What you are asked to do →
Name every organization mentioned in the text below on optical communications in deep space.

Provided text →
┏━━
NASA’s Psyche mission launched on October 13, 2023, with the goal of exploring what could be the ancient planet’s exposed metallic core. NASA’s Deep Space Optical Communications (DSOC) demonstration will test the use of lasers to transmit and receive more data from distant spacecraft than is possible with radio waves currently used.
Using a narrow laser beam to communicate with a spacecraft 300 million kilometers away is a challenge on both the interplanetary and quantum scales. However, if successful, the DSOC demonstration could open up a whole new world of possibilities for future deep space missions.
“Fiber optic technology on Earth has enabled incredible data transfer rates for applications such as the Internet,” says Clemens Hees, head of optical technology at ESA’s (European Space Agency) European Space Operations Center in Darmstadt, Germany. “However, data transmission from spacecraft over interplanetary distances is still limited to the use of radio waves.”
“We have already shown that optical communications can provide much higher data rates for Earth observation satellites and telecommunications satellites in low Earth orbits. But to use it at long distances in space, we need powerful, high-precision lasers and ultra-sensitive single-photon detectors, which simply do not yet exist with the required characteristics.”
Using pulses of light at a higher frequency than radio waves, optical communications can transmit more data in a given period of time. This higher data rate could allow future deep space missions at certain distances from Earth to use more sophisticated scientific instruments and return significantly more data than is currently possible.
┗━━
Data excerpts →
┏━━
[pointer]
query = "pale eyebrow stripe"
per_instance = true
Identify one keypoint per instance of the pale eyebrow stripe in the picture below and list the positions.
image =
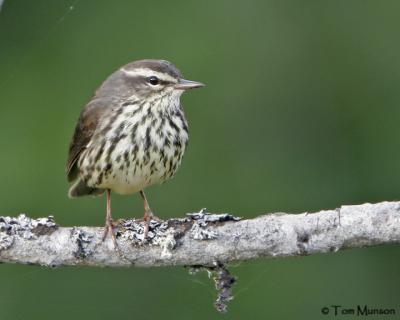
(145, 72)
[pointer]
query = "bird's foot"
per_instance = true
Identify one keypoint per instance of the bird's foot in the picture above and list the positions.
┗━━
┏━━
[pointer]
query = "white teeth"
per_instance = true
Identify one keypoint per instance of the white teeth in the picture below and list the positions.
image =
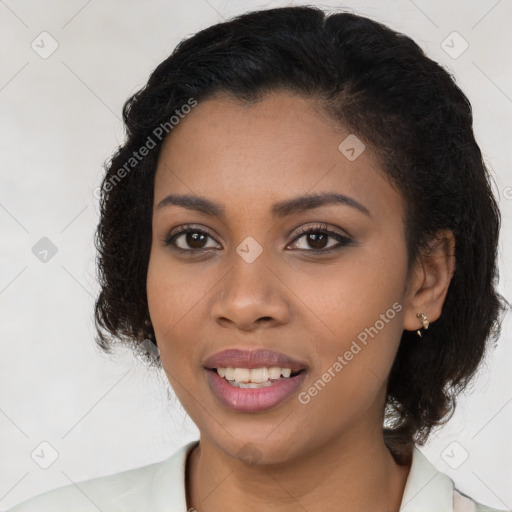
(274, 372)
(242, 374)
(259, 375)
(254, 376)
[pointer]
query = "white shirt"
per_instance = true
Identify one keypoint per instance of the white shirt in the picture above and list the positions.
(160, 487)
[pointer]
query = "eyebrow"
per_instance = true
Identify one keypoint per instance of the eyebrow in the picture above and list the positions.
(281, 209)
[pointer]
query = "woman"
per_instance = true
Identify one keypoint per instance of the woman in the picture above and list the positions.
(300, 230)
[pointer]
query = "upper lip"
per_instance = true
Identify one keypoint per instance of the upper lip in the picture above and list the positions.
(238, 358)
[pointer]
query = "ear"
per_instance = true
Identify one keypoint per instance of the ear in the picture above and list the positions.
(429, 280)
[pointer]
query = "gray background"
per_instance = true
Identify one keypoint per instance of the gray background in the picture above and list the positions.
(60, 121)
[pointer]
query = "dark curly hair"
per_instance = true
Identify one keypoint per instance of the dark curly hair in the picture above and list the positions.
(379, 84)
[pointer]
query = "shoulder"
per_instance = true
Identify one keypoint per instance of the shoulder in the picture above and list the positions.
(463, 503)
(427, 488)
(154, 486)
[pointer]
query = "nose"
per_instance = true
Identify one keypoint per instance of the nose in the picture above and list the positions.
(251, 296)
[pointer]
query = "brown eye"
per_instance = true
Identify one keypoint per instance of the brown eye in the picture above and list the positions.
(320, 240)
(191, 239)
┗━━
┏━━
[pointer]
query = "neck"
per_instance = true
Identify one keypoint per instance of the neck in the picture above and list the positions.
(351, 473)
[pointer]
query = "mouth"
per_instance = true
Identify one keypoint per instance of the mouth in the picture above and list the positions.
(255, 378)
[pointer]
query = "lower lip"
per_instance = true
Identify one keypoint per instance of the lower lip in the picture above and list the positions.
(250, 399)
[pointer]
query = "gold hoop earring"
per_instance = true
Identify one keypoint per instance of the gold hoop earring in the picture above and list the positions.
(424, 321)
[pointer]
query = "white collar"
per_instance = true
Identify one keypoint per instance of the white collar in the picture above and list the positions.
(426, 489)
┗━━
Solution for this task →
NASA, the European Space Agency (ESA), and ESA's European Space Operations Center